■ Assignment
Retype all the records below exactly as they are, with no image carried over.

Stored data START

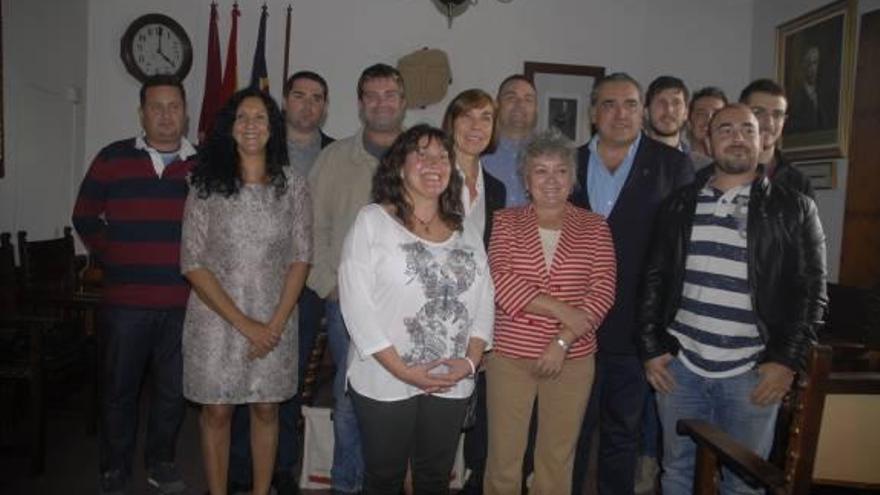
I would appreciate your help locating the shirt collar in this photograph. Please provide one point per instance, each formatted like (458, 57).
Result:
(594, 146)
(185, 151)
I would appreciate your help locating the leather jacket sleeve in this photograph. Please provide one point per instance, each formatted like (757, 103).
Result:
(657, 277)
(790, 345)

Stored data END

■ Problem solution
I would appreciate your help locating the shirt collar in this photograph. Please provide one point per instance, each formatted like (458, 57).
Result:
(594, 146)
(185, 151)
I would appreciate your help locating the leather jacket sleeve in this photograph. Please provide one point per instance, each formatted like (757, 103).
Result:
(657, 277)
(790, 345)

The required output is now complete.